Extrait:
Rencontre avec Claudie Pradayrol
« Qui c’est cette Milène Fournier ? » a pesté Claudie, en ouvrant sur son comptoir d’accueil son cahier de rendez-vous. Je me suis avancée. C’est moi, je suis… vous savez, l’auteure. « Ha, oui ! Vous venez me parler ». J’ai pensé : vous, plutôt. Claudie tenait le café-hôtel Le Champollion depuis 44 ans. Et devant sa gouaille et son autorité, j’ai entendu, comme pour la première fois, ce verbe tenir. Une tenancière. Claudie était une tenancière.
Piquante, autoritaire, drôle, vive, si vive. Et classe. Claudie était classe. Gouailleuse et classe, en même temps. Je le lui ai dit. « Oui. Pour ça que je n’aime pas lorsqu’elles arrivent avec leurs tatouages, ou des affaires pas repassées ». Bien sûr c’était « un personnage », l’une de ces personnes mêmes dont s’exclamer « c’est un sacré personnage ». Mais je sentais bien, aussi, que je devais me retenir de la bader et de rire. Parfois nos rires enferment l’autre loin de sa délicatesse.

Données brutes:

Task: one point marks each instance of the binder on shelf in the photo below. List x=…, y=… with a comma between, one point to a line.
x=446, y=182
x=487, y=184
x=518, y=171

Tâches:
A) D'après l'extrait, depuis combien d'années Claudie tenait-elle le café-hôtel Le Champollion ?
B) Reproduisez fidèlement le passage de l'extrait situé entre « Rencontre avec Claudie » et « était une tenancière. », ces deux bornes comprises.

Réponses aux exercices:
A) Depuis 44 ans.

B)
Rencontre avec Claudie Pradayrol
« Qui c’est cette Milène Fournier ? » a pesté Claudie, en ouvrant sur son comptoir d’accueil son cahier de rendez-vous. Je me suis avancée. C’est moi, je suis… vous savez, l’auteure. « Ha, oui ! Vous venez me parler ». J’ai pensé : vous, plutôt. Claudie tenait le café-hôtel Le Champollion depuis 44 ans. Et devant sa gouaille et son autorité, j’ai entendu, comme pour la première fois, ce verbe tenir. Une tenancière. Claudie était une tenancière.